◆ PETIKAN TEKS
:::

Page

Total Tayangan Halaman

Minggu, 26 Mei 2013

Paradigma Pendidikan Skolastik


Paradigma Pendidikan Skolastik
Oleh :
A.A.Bagus Pratama Putra, 0906631774
Adam Azano Satrio, 0906522861

Pendahuluan
Dari seluruh aliran filsafat pendidikan berujung pada kelahiran ragam paradigma. Setiap paradigma akan menujukan karakter yang sesuai dengan karakter aliran - aliran yang dianutnya. Paradigma - paradigma pendidikan yang berkembang selama ini bisa dikategorikan dalam tiga kelompok  besar, yaitu paradigma pendidikan konservatif, liberal, dan kritis. Kesemuanya itu memiliki akar filosofis  yang berbeda-beda. Pada kali ini kami memfokuskan untuk membahas pada paradigm pendidikan skolastik dan perkembangannya, yang diakhiri dengan memberikan model pendidikan skolastik yang ada di Indonesia, yaitu pesantren dan seminari.
Perihal paradigma pendidikan skolastik
Akhir abad 12 hingga awal abad 13 berkembang dan berdirinya universitas - universitas pertama di Eropa seperti Bologna di Italia untuk studi hukum, Montpellier, Oxford, Paris studi Teologi, Salerno (Italy), studi kedokteran. Bersamaan dengan itu munculnya ordo-ordo Fransiskan dan Dominikan. Sejak itu, naskah filsafat Yunani yang semula hanya ada dalam bahasa Yunani yang diwarisakann melalui tradisi Byzantium, Eropa Timur dan terjemahan dalam bahasa Arab, diterjemahkan kedalam bahasa Latin. Maka mulai berkembanglah filsafat Yunani di Eropa Barat sebagai modal hadirnya pendidikan berparadigma skolastik.

:::

◆ LATIHAN
Tuliskan kembali petikan tentang paradigma pendidikan skolastik di atas secara utuh, tanpa mengubah satu kata atau tanda baca pun.

:::

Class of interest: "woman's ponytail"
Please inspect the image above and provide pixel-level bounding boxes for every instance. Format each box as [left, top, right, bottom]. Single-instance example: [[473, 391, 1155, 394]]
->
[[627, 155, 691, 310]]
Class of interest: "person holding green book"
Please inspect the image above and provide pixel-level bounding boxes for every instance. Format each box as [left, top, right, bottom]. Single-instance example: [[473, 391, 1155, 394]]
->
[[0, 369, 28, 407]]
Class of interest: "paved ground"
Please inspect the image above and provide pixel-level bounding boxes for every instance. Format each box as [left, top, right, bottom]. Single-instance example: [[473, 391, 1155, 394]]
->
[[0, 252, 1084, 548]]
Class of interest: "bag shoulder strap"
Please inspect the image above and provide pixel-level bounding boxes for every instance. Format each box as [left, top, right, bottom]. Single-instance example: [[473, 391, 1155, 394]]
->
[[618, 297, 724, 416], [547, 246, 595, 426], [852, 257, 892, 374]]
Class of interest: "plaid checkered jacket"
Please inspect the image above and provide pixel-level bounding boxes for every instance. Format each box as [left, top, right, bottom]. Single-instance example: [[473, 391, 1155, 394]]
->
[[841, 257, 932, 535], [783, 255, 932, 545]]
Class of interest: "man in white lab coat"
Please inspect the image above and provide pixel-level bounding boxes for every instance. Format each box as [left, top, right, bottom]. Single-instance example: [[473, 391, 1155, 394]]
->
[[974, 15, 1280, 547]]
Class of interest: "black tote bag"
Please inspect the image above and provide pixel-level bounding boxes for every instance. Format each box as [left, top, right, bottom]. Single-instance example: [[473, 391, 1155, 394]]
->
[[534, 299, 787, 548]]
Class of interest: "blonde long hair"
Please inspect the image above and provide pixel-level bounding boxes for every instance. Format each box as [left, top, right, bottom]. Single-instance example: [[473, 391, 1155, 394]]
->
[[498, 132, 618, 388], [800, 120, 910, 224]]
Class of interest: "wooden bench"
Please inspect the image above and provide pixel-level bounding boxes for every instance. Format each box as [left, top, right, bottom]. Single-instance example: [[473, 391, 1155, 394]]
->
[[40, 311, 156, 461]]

:::

◆ PENYELESAIAN SOAL
Page

Total Tayangan Halaman

Minggu, 26 Mei 2013

Paradigma Pendidikan Skolastik


Paradigma Pendidikan Skolastik
Oleh :
A.A.Bagus Pratama Putra, 0906631774
Adam Azano Satrio, 0906522861

Pendahuluan
Dari seluruh aliran filsafat pendidikan berujung pada kelahiran ragam paradigma. Setiap paradigma akan menujukan karakter yang sesuai dengan karakter aliran - aliran yang dianutnya. Paradigma - paradigma pendidikan yang berkembang selama ini bisa dikategorikan dalam tiga kelompok  besar, yaitu paradigma pendidikan konservatif, liberal, dan kritis. Kesemuanya itu memiliki akar filosofis  yang berbeda-beda. Pada kali ini kami memfokuskan untuk membahas pada paradigm pendidikan skolastik dan perkembangannya, yang diakhiri dengan memberikan model pendidikan skolastik yang ada di Indonesia, yaitu pesantren dan seminari.
Perihal paradigma pendidikan skolastik
Akhir abad 12 hingga awal abad 13 berkembang dan berdirinya universitas - universitas pertama di Eropa seperti Bologna di Italia untuk studi hukum, Montpellier, Oxford, Paris studi Teologi, Salerno (Italy), studi kedokteran. Bersamaan dengan itu munculnya ordo-ordo Fransiskan dan Dominikan. Sejak itu, naskah filsafat Yunani yang semula hanya ada dalam bahasa Yunani yang diwarisakann melalui tradisi Byzantium, Eropa Timur dan terjemahan dalam bahasa Arab, diterjemahkan kedalam bahasa Latin. Maka mulai berkembanglah filsafat Yunani di Eropa Barat sebagai modal hadirnya pendidikan berparadigma skolastik.